| PROBLEM REQUIREMENTS |
Copy each of the records below word for word, leaving every line unchanged.

[Location identification records]
——————

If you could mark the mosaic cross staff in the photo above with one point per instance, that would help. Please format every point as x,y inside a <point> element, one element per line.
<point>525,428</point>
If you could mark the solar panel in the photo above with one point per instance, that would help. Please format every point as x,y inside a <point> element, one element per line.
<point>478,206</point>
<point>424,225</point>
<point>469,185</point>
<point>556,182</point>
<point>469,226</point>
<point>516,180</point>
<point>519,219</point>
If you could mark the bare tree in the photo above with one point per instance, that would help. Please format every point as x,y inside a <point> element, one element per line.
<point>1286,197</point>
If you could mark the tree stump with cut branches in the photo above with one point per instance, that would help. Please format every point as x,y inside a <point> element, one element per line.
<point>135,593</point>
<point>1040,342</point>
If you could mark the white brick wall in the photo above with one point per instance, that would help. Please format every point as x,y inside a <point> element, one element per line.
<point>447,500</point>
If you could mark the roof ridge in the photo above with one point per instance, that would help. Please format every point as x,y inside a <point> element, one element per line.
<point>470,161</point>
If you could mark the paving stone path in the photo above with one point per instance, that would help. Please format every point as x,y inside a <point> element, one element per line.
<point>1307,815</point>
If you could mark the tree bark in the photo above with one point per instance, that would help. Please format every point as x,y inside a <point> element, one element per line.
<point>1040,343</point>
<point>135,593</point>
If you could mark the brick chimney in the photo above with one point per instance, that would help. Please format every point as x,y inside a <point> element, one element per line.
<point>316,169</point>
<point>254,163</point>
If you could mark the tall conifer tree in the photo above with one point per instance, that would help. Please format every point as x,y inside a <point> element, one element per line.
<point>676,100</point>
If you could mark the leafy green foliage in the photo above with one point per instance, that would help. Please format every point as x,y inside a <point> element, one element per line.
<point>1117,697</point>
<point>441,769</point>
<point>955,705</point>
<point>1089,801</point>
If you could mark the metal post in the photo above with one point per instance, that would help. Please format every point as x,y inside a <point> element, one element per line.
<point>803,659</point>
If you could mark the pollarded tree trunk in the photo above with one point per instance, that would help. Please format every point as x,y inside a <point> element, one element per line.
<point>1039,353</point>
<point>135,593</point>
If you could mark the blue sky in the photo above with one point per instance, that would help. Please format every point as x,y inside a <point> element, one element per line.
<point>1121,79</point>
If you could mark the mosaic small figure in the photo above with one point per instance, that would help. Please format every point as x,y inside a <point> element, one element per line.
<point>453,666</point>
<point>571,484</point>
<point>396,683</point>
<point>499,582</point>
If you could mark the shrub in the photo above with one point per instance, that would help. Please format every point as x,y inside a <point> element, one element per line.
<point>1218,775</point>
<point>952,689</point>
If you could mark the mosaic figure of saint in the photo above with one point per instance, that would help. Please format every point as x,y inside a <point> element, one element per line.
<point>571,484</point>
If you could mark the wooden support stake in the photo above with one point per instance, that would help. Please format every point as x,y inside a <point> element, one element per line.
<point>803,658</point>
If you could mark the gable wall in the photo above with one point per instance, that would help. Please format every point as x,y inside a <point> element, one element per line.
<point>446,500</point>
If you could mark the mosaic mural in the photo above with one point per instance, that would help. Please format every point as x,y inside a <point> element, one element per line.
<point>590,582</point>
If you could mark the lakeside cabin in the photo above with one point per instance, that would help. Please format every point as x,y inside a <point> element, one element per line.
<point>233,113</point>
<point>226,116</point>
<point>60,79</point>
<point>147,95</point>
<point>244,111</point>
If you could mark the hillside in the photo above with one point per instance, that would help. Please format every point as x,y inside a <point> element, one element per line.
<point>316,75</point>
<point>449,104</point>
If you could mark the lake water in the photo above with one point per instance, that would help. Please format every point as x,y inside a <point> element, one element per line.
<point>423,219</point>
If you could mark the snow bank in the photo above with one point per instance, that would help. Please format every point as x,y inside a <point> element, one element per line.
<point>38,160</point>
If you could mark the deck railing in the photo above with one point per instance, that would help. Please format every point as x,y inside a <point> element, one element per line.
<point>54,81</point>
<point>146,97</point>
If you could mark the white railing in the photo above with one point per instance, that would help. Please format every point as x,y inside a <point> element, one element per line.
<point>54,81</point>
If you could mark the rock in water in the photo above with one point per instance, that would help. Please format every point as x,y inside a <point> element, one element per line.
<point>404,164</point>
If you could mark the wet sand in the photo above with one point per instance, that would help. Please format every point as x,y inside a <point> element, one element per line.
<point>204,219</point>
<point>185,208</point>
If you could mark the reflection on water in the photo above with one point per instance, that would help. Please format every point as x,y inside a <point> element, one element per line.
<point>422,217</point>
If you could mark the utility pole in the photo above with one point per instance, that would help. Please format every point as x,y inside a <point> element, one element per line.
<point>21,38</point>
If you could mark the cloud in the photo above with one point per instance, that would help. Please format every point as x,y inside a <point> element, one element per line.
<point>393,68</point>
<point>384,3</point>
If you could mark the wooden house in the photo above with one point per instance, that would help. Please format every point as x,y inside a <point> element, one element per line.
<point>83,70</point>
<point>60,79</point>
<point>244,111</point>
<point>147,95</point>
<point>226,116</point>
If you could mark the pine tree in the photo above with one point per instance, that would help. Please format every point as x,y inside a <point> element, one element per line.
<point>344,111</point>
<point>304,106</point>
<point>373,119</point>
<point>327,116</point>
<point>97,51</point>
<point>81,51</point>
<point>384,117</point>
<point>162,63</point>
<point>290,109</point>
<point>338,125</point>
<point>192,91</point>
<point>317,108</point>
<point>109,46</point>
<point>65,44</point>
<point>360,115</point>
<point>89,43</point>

——————

| COMPLETE RESPONSE |
If you could mark the mosaic cross staff in the photo above with one point per instance, that would help. Please format every point as x,y inside a <point> element, one element per line.
<point>525,428</point>
If you could mark the solar panel in the photo above with one point per instance, that would help. Please format every point as x,y inside a <point> element, one element per line.
<point>478,206</point>
<point>424,225</point>
<point>469,185</point>
<point>556,182</point>
<point>469,226</point>
<point>516,180</point>
<point>519,219</point>
If you could mark the bare tree in the photo above with one point per instance, that would help. Please format every point as x,y inside a <point> element, one element per line.
<point>1286,197</point>
If you could mark the tree stump with cut branches in the photo above with one point per instance, that would help. Please format every point as x,y inside a <point> element, one element per line.
<point>135,593</point>
<point>1040,342</point>
If you could mark the white brick wall in the photo above with one point per instance, that would help. Please format every point as x,y inside a <point> element, one element per line.
<point>447,500</point>
If you could mark the roof ridge in the photo above with one point per instance, that would help. Please format every point as x,y inside a <point> element, one element per line.
<point>470,161</point>
If you could mark the paving stone path in the photo above with one point per instance, that would help. Please format every point as x,y inside a <point> element, one element per line.
<point>1307,815</point>
If you could mark the tree bark in the photo above with one point per instance, that would help. Please format every point as x,y inside a <point> element, one element per line.
<point>1040,343</point>
<point>135,593</point>
If you could mark the brick chimney in the photo above with one point per instance, that would help. Please format every point as x,y inside a <point> element, one element per line.
<point>316,169</point>
<point>254,163</point>
If you could mark the tall conifer tree in the photo above with one point per instance, that would help. Please format every point as x,y inside a <point> element, one element per line.
<point>676,100</point>
If you could mark the leafy green foliage in the photo above with one point per instance, that would help. Please format every point as x,y inside a <point> element, one element per line.
<point>1117,697</point>
<point>441,769</point>
<point>955,705</point>
<point>1089,801</point>
If you could mark the metal post in the photo above with one point per instance, that would help. Please format every point as x,y inside a <point> element, one element per line.
<point>803,659</point>
If you could mark the pollarded tree trunk in the photo above with one point per instance, that would help. Please format every point as x,y inside a <point> element, one element per line.
<point>1039,353</point>
<point>135,593</point>
If you could mark the blue sky in the photo above with one point per instance, that would help. Please format every point as x,y inside a <point> element, one element per line.
<point>1121,79</point>
If you could mark the mosaic small figure in the photo above with one point per instance, that would help. Please format every point as x,y inside a <point> element, one element per line.
<point>453,666</point>
<point>571,484</point>
<point>396,683</point>
<point>499,582</point>
If you could mark the shrub in the photo above with one point per instance, that would help. Please format every point as x,y inside a <point> element, one element per line.
<point>1218,775</point>
<point>952,689</point>
If you could mark the mosaic figure of saint in the photo above with one point per instance, that would help. Please format every point as x,y inside a <point> element, one element per line.
<point>571,484</point>
If you could mark the wooden support stake in the photo above with one point per instance, that would help. Please format every point as x,y inside a <point> element, one element per line.
<point>803,658</point>
If you could mark the gable wall in the photo above with one point per instance, that would help. Please format every point as x,y inside a <point> element, one element per line.
<point>446,500</point>
If you could mark the mosaic mural in the photo above with one point per instance, that would help. Please format every point as x,y inside a <point> element, one element per line.
<point>590,582</point>
If you could mark the lakeside cabin in the photo above with one point per instance, that would help. Please format every point as x,y inside a <point> element, one element per line.
<point>233,113</point>
<point>226,116</point>
<point>60,79</point>
<point>147,95</point>
<point>244,111</point>
If you could mark the hillside in the photo above with one point per instance, that would help. Please format every point as x,y inside a <point> element, one element per line.
<point>316,75</point>
<point>449,104</point>
If you could mark the lake water in the photo above with one point per instance, that would help. Please format every point as x,y inside a <point> element, one element per line.
<point>423,219</point>
If you could mark the snow bank in the photo above with one point per instance, that would help. Please format every point as x,y inside a <point> element, one element per line.
<point>38,160</point>
If you could mark the deck railing in the photo above with one point per instance, that would help. Please format every point as x,y inside a <point> element, one element per line.
<point>54,81</point>
<point>146,97</point>
If you could mark the white railing in the photo above with one point per instance, that would help. Please format every point as x,y inside a <point> element, one element per line.
<point>54,81</point>
If you could mark the rock in water in the photo above with one point per instance, that would help. Please format every point as x,y inside a <point> element, one element per line.
<point>404,164</point>
If you could mark the wet sand in the photo above with one point per instance, that would help. Please format every point as x,y inside a <point> element, one element per line.
<point>204,219</point>
<point>185,208</point>
If you could mark the reflection on water in the photo above with one point per instance, that would help. Please format every point as x,y inside a <point> element, one element per line.
<point>422,217</point>
If you could mark the utility pole in the photo above with one point per instance, that would help. Please format every point as x,y inside a <point> element, one element per line.
<point>21,38</point>
If you could mark the cloud in the photo above with one point per instance, that would help. Please format every point as x,y inside a <point> element, one element per line.
<point>393,68</point>
<point>384,3</point>
If you could mark the wooden house in the photo above with one point per instance, that would help. Please format every point as x,y inside a <point> element, one element per line.
<point>83,70</point>
<point>60,79</point>
<point>244,111</point>
<point>147,95</point>
<point>226,116</point>
If you could mark the pine tree in the photo above with one point per instance, that would help. Please format every point as x,y inside a <point> element, one element per line.
<point>344,111</point>
<point>304,106</point>
<point>373,119</point>
<point>327,116</point>
<point>97,51</point>
<point>81,51</point>
<point>384,117</point>
<point>162,63</point>
<point>290,109</point>
<point>338,125</point>
<point>192,91</point>
<point>317,108</point>
<point>109,46</point>
<point>65,44</point>
<point>360,115</point>
<point>89,43</point>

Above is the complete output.